Goal ::
Pictures stay out of the copy; set down each line of the listing below exactly.

[Saved entries]
>> START

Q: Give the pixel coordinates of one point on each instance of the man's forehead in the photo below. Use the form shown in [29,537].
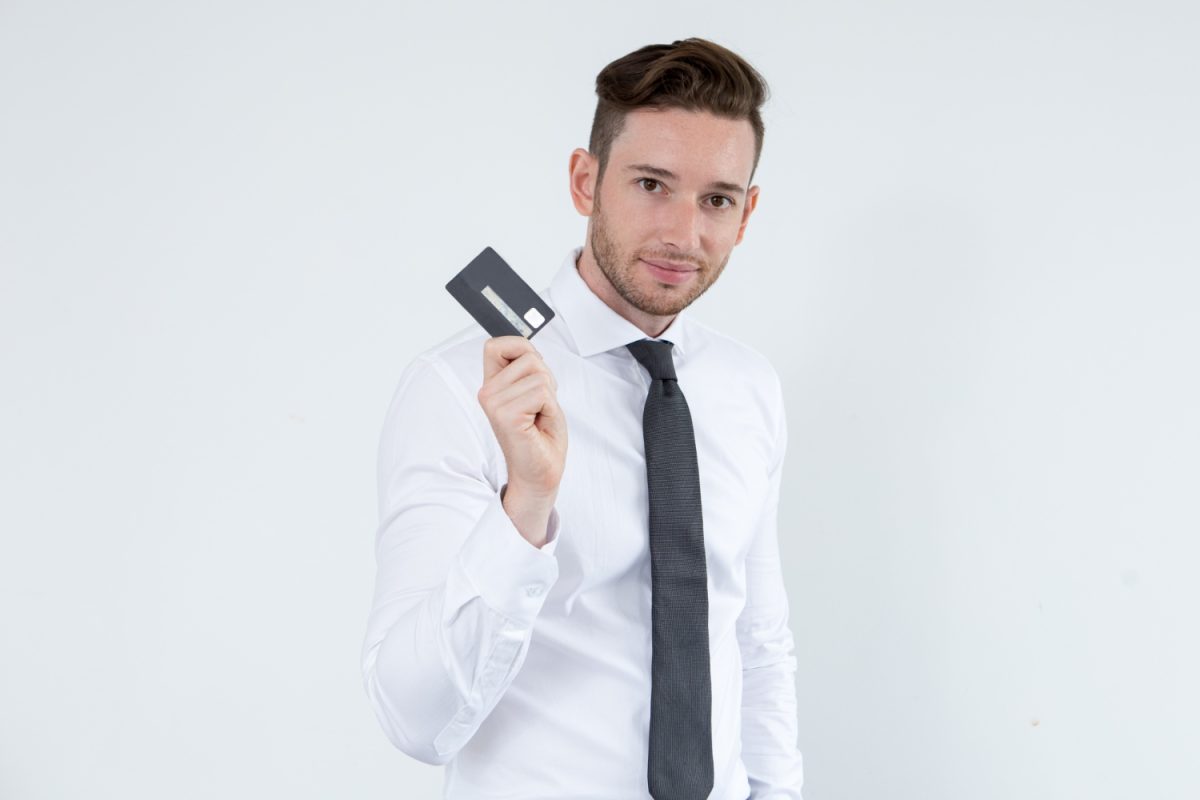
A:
[690,144]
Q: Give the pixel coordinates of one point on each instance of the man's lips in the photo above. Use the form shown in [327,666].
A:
[671,265]
[670,271]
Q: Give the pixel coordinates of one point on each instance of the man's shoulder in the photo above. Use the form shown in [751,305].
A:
[727,349]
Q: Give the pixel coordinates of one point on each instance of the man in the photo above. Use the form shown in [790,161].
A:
[599,620]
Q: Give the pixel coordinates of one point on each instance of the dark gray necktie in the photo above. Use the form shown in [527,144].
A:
[681,758]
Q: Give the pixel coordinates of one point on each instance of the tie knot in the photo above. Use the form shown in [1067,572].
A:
[655,356]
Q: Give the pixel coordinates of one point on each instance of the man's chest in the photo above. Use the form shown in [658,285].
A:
[604,499]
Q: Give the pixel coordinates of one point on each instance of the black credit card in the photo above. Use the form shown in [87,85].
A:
[498,299]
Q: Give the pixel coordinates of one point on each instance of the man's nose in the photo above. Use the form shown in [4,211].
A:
[682,226]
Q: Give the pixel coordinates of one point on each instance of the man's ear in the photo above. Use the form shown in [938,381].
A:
[583,180]
[751,202]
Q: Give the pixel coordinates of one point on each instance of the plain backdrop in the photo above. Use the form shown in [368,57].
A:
[225,229]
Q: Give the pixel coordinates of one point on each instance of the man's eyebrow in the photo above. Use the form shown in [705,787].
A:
[658,172]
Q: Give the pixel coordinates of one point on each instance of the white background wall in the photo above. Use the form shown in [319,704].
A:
[225,228]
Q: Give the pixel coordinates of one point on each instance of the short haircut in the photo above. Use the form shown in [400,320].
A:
[691,73]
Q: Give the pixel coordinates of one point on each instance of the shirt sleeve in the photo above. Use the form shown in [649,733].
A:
[769,723]
[457,588]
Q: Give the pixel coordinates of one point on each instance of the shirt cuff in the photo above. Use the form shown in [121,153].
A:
[510,575]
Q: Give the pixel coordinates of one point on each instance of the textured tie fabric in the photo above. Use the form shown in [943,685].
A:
[681,744]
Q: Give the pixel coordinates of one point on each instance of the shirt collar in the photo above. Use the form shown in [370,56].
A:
[594,326]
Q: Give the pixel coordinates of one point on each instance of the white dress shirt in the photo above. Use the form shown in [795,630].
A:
[527,671]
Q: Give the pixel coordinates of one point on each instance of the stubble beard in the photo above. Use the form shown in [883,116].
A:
[622,274]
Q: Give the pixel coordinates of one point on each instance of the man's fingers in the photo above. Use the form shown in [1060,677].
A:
[523,365]
[525,395]
[501,350]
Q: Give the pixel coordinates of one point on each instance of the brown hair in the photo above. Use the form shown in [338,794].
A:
[691,73]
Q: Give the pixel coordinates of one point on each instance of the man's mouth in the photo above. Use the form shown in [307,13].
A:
[670,271]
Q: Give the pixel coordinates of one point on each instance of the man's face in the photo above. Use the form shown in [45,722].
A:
[671,204]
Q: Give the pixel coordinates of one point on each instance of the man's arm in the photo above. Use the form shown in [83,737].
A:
[768,663]
[457,585]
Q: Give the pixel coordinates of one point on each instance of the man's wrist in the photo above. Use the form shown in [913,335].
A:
[529,512]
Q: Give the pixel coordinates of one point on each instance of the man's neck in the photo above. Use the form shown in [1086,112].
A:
[595,280]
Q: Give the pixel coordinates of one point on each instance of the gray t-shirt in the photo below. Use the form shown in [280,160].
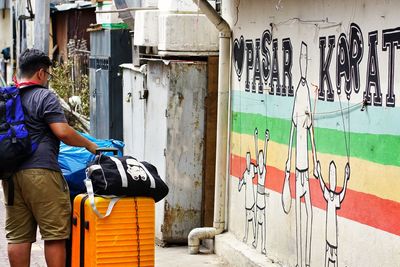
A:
[42,107]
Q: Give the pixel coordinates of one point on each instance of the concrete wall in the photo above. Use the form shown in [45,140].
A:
[302,72]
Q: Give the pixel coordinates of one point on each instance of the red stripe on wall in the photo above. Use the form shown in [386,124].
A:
[364,208]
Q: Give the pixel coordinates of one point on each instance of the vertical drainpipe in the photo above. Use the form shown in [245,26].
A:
[221,167]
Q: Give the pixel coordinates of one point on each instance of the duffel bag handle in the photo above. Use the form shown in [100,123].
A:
[106,149]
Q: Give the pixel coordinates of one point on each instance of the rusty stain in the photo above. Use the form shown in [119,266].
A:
[181,98]
[174,218]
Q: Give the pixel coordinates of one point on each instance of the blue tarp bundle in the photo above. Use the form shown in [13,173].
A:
[74,160]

>> END

Solution for this task ::
Q: Give the pixel coordinates of one point on each instance of the man's forehead in the photo below. Use the form shown in [29,537].
A:
[690,144]
Q: Give the pixel coordinates of one point on each instance of the man's lips in the photo above. Use the form shown in [327,666].
A:
[671,265]
[670,271]
Q: Give the pixel coordinates of one point on each instance of the man's shoulder in the photo above. Use the form shown in [751,305].
A:
[727,349]
Q: Give the pixel coordinates of one point on each instance of the man in the photo above. Use the form shown in [790,161].
A:
[599,620]
Q: Give the pixel coordinates of one point on each instance of the dark gray necktie in the photo above. Use the form shown in [527,144].
A:
[681,758]
Q: Give the pixel coordinates of one point on each instance of the tie knot in the photo above. Use the form shown in [1067,572].
A:
[655,356]
Q: Give the pixel coordinates of one point on each instance of the man's chest in the photo above. Use the form shown in [658,285].
A:
[604,499]
Q: Give the pixel coordinates of one point on each instance of the black credit card in the photo above. Use the form shown in [87,85].
A:
[498,299]
Q: Give the pixel coordinates of one point on each instance of the man's nose in the photo above. Use the form shown in [4,211].
A:
[682,226]
Q: Give the pixel coordinates of one point on each instance of the man's ear in the photo above. Use the form shown in [938,381].
A:
[583,180]
[751,202]
Q: Give the pixel coordinates of one point on each instance of the plain backdrop in the photo above. Use the form shown in [368,57].
A:
[225,229]
Q: Give the pixel coordinates of one point on each instance of the man's eyebrow in the photo above. Use the form shown in [705,787].
A:
[658,172]
Q: Give the pixel coordinates of one point on each instance of the white background wall in the photo above. Use the form shown in [319,704].
A:
[225,228]
Q: Give the pixel coordinates of one point on each instance of the short haircut in the photo above. Use the form shown in [400,320].
A:
[691,73]
Q: Give the pixel coordinates of one point on each instance of the shirt sleeve in the photo above. Use the form shown in [649,733].
A:
[769,723]
[457,588]
Q: Give the pixel coordinates of one point on each instance of the shirt cuff in the photo above. Use the form shown in [121,153].
A:
[510,575]
Q: Give the pixel coordinates of one point on each instance of the textured tie fabric in the photo above. Use the form shown in [943,685].
A:
[681,744]
Q: Give the pixel coordinates of one point on each instance of the shirt collar in the photo above. Use the form shown in [370,56].
A:
[594,326]
Q: Give the pixel coordinates of one point on each instance of the white dress shirt in the photo above. Use the form shown in [795,630].
A:
[527,671]
Q: Give the pixel coordinates of one point on each instance of the stubble beard in the photo above. Use the form shown in [883,116].
A:
[622,274]
Q: Give the pixel coordinates of one point on each instance of the man's fingers in the photo above. Use the form shown in [1060,677].
A:
[523,365]
[525,395]
[501,350]
Q: Give the pixel coordinates of one point on each instance of the brown hair in the photo above. Use the form shown in [338,794].
A:
[691,73]
Q: Give the pixel coordinates of one point on each instance of the man's mouth in the photo above. Use the form shown in [307,13].
A:
[670,271]
Q: Give the pixel coordinates of one point on each instance of the man's face in the photo above. Use the form shown in [45,722].
A:
[671,204]
Q: Give the pixel coordinates of one point on each instance of the man's arm in the photo above. Use the form shown in [83,737].
A:
[768,663]
[457,585]
Q: Give the pixel coordinates of one point on each instance of the man's wrist in the photo above. Use the form shown in [913,335].
A:
[529,512]
Q: Give the pixel coordinates of one point on each instance of the man's neck in the photo above. Use the form shown in [1086,112].
A:
[595,280]
Q: Give the pixel coordinates of one point on each instance of the gray t-shirt in the photo below. Use the form shown in [280,160].
A:
[42,107]
Q: Give the pixel coordinates of one point on each instance of the concrete wall in the photo above. Use the form shown in [45,140].
A:
[302,72]
Q: Give the pixel coordinates of one point on each instance of the red stripe on wall in the photo above. Use the form shown in [386,124].
A:
[364,208]
Q: Give the pixel coordinates of one point on each instance of the vertical drainpipe in the photo above. Use the form shown in [245,26].
A:
[221,167]
Q: Give the pixel coordinates of one point on each instance of the duffel bag handle in the photo above. Use the form shown in [100,123].
A:
[106,149]
Q: Give the pixel coordinates of one point on each instance of the rusty stain in the photo above. Use the form shown in [119,266].
A:
[181,98]
[174,218]
Q: Give the pixel coordinates of one point on each instance of the blue tarp bundle in the photo above. Use the form shown in [13,173].
A:
[74,160]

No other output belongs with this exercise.